Find the line with "Where, specifically, does the scout" in the records below. Copy it and every line after it, up to and including the line with "Where, specifically, does the black".

:: Task input

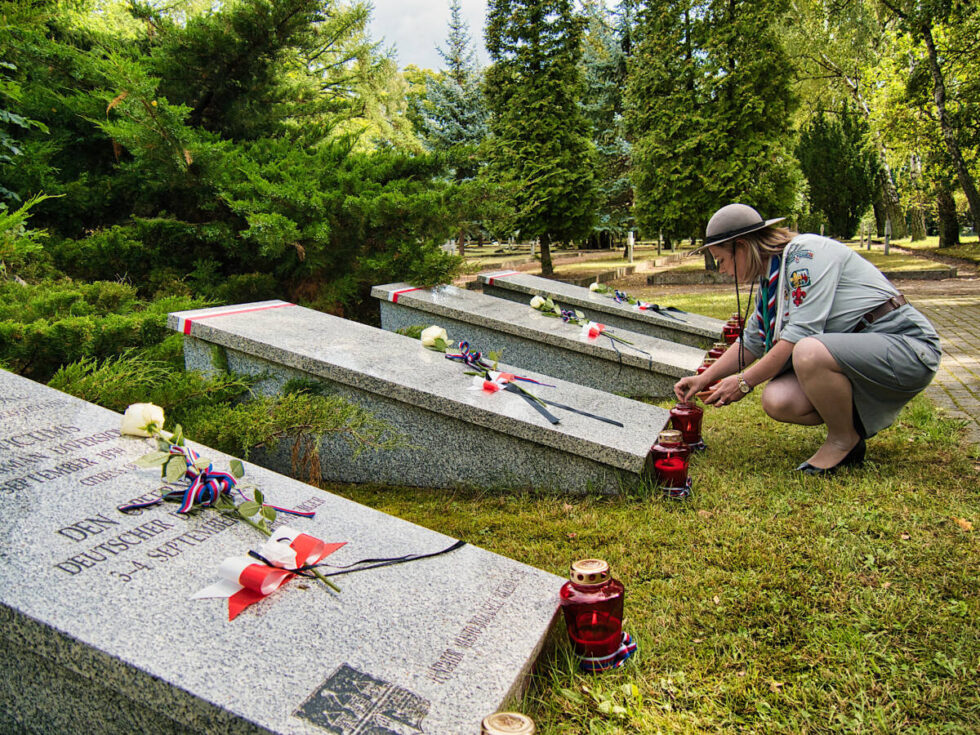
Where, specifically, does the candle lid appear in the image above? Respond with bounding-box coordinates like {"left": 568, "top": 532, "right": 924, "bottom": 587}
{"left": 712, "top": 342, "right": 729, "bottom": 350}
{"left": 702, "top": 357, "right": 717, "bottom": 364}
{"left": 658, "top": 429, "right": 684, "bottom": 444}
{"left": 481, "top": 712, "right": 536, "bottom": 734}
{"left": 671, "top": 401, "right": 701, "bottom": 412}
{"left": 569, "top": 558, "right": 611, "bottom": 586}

::::
:: Task input

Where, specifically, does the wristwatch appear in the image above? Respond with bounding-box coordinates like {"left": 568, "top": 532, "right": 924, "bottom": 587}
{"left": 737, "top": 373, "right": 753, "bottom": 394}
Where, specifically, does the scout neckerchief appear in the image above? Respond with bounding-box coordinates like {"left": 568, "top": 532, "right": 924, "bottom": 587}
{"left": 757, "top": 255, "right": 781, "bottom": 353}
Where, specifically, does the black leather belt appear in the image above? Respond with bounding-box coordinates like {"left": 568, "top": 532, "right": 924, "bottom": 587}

::::
:: Task input

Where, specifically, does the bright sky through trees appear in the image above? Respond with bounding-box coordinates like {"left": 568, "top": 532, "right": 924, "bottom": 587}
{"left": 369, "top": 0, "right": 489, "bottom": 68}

::::

- Solution to the exercise
Where, specifically, does the scout neckerchief appear in the image above? Respond with bounding-box coordinates like {"left": 568, "top": 532, "right": 924, "bottom": 587}
{"left": 757, "top": 255, "right": 781, "bottom": 353}
Where, specifically, does the black leather belt appear in the image above? Respond with bounding-box coordinates like {"left": 568, "top": 532, "right": 924, "bottom": 587}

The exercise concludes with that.